> For the complete documentation index, see [llms.txt](https://docs.modular.com/llms.txt).
> Markdown versions of all pages are available by appending .md to any URL (e.g. /max/get-started.md).

# Model development overview

MAX is a complete framework for building and serving high-performance AI models
across NVIDIA and AMD GPUs. It supports
[hundreds of open source models](https://docs.modular.com/max/models.md) out of the box, but you can
also add your own. The MAX Python API provides a familiar interface that
simplifies converting your pretrained model from Hugging Face or PyTorch into an
end-to-end inference pipeline.

You'll see two sets of Python imports in this guide.

The model development pages (modules, architectures, pipelines) use
[`max.graph`](https://docs.modular.com/max/api/python/graph.md) and [`max.nn`](https://docs.modular.com/max/api/python/nn.md), the
stable APIs that every MAX production architecture uses today. Start here if
you're building a model to serve.
--------------------
INSTRUCTIONS FOR THE TASK:
Reproduce the model development overview word for word from "MAX is a complete" to "end-to-end inference pipeline.".

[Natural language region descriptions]
--------------------
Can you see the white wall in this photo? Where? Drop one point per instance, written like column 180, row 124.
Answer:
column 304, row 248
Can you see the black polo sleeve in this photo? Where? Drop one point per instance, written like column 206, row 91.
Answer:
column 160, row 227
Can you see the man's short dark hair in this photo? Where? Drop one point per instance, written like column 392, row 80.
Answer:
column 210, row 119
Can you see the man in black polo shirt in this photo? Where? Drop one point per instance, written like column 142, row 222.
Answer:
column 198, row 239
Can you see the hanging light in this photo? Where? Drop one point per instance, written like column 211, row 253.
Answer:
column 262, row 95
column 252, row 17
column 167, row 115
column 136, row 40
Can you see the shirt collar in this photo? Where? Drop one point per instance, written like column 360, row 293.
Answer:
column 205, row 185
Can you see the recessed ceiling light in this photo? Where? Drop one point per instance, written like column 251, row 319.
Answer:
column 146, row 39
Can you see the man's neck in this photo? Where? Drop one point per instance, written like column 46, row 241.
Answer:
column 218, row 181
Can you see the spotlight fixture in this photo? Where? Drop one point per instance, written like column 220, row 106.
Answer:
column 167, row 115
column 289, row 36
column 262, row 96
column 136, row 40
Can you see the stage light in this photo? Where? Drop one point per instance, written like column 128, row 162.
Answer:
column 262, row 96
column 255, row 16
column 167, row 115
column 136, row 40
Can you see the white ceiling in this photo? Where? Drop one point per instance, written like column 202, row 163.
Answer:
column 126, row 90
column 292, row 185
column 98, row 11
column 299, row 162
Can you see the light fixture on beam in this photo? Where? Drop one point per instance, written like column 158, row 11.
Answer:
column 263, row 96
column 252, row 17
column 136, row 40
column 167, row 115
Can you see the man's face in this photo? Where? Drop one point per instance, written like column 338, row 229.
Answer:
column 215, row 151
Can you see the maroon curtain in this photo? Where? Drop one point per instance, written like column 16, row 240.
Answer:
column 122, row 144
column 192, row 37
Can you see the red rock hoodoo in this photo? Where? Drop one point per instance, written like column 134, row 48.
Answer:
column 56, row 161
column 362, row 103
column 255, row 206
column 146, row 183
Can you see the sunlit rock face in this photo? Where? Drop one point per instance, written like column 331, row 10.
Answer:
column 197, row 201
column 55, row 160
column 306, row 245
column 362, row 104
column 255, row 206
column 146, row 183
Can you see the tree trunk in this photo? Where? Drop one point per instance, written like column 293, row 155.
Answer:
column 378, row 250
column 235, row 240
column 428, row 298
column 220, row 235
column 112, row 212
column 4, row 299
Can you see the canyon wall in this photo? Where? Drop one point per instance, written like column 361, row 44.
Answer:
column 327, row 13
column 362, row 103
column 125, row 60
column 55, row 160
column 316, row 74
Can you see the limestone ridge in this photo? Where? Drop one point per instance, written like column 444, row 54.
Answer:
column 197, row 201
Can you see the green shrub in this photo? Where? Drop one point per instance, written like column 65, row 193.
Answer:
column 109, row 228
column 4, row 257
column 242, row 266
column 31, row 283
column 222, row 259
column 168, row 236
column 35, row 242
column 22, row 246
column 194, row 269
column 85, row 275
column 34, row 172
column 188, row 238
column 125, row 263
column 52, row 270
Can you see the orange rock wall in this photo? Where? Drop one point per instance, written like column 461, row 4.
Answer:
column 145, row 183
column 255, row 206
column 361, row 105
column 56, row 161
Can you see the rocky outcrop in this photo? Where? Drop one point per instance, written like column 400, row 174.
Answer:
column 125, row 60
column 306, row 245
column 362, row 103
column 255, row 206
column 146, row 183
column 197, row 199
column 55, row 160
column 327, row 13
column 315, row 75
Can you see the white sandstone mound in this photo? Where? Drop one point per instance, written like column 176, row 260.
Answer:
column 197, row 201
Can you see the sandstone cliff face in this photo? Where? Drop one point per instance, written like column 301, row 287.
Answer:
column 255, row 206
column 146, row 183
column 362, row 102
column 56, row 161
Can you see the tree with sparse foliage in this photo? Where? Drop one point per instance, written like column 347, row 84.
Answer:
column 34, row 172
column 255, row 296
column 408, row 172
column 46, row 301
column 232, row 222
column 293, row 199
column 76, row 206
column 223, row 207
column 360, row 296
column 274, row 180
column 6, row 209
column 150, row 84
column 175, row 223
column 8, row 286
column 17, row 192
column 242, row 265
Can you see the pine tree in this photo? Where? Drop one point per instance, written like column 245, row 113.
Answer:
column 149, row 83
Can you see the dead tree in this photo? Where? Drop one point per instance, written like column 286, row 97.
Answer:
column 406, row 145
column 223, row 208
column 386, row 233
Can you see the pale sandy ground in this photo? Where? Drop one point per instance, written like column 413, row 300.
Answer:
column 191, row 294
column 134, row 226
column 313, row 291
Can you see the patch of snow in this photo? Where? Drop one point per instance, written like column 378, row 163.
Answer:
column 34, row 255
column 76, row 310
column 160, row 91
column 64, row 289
--------------------
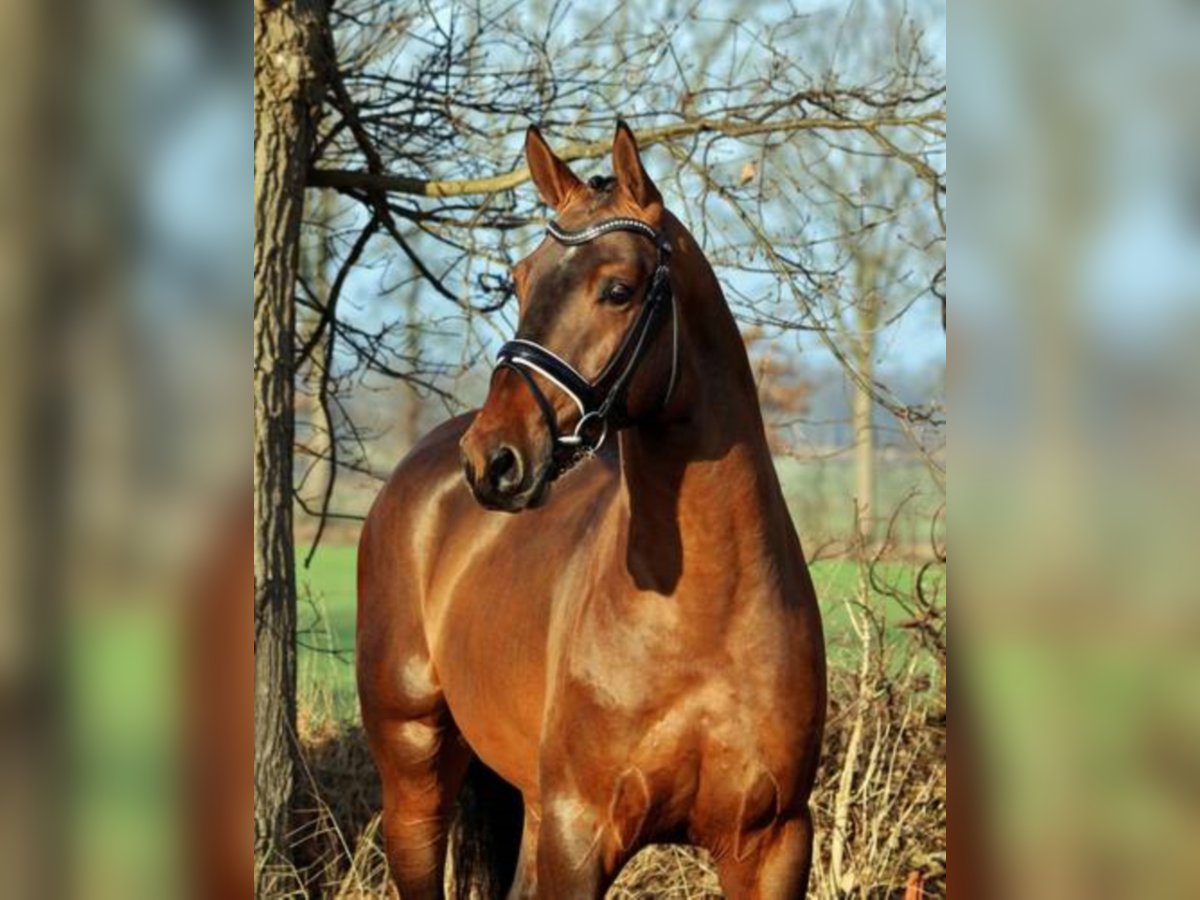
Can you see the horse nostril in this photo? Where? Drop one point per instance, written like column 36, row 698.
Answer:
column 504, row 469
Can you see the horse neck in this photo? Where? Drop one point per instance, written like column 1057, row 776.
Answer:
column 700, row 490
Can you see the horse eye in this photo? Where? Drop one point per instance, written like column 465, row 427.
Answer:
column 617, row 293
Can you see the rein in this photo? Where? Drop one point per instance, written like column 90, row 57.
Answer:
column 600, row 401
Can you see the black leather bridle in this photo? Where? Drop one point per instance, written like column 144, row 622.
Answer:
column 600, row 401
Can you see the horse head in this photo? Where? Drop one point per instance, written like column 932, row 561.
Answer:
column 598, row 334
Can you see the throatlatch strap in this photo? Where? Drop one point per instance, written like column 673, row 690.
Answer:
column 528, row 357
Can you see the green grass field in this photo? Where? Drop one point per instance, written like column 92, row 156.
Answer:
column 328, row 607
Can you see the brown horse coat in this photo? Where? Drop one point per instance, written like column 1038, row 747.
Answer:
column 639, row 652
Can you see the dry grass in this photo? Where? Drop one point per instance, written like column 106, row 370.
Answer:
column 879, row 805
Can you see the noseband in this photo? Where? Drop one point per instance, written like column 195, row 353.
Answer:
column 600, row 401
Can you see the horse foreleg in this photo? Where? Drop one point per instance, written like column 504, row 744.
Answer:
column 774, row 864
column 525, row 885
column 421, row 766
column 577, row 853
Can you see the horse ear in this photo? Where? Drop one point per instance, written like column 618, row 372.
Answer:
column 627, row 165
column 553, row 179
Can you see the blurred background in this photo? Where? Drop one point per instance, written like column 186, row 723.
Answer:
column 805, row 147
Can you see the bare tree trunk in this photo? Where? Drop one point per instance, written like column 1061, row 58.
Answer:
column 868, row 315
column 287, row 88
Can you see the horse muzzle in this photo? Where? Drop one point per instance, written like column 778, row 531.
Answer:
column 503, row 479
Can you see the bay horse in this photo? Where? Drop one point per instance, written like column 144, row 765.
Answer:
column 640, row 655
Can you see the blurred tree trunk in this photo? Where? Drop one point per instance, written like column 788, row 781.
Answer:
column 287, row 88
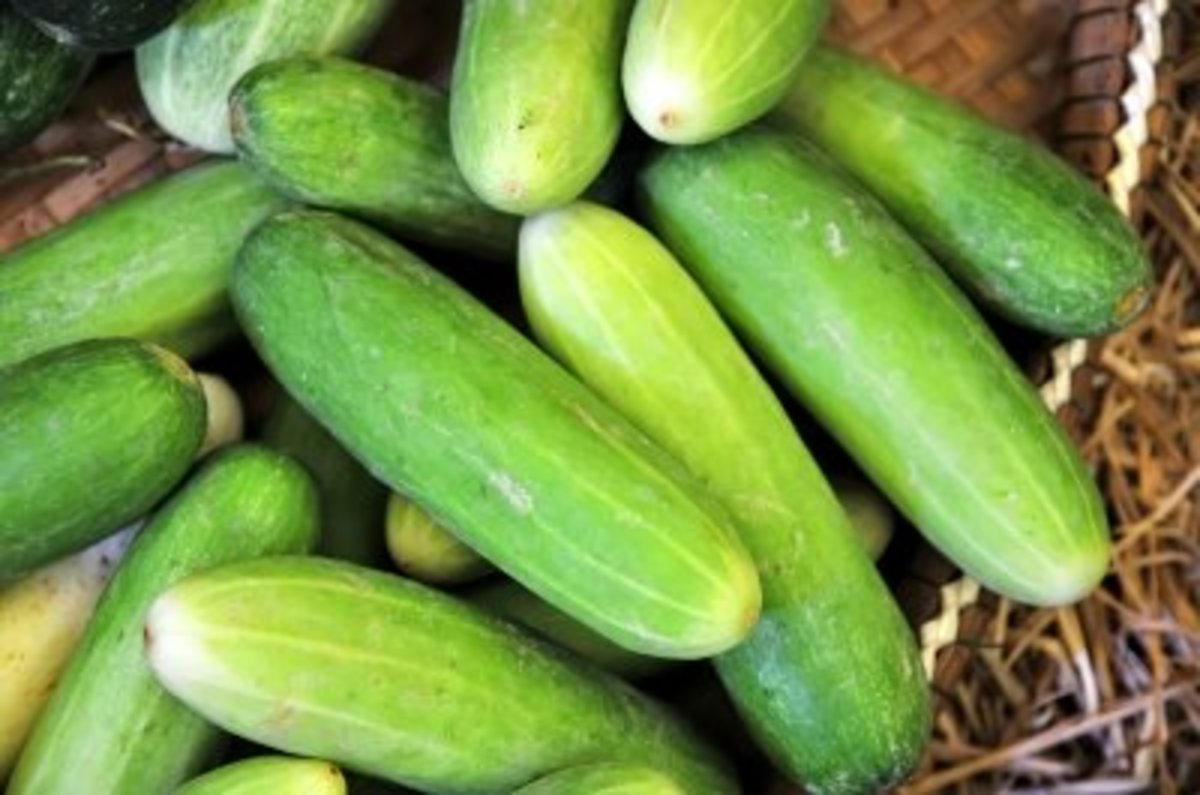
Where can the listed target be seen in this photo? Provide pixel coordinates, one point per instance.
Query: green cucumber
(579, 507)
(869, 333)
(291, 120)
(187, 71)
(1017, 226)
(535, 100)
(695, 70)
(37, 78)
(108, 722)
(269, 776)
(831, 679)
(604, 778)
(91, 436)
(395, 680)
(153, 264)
--------------------
ANSWER BELOW:
MAX is a complete framework for building and serving high-performance AI models
across NVIDIA and AMD GPUs. It supports
[hundreds of open source models](https://docs.modular.com/max/models.md) out of the box, but you can
also add your own. The MAX Python API provides a familiar interface that
simplifies converting your pretrained model from Hugging Face or PyTorch into an
end-to-end inference pipeline.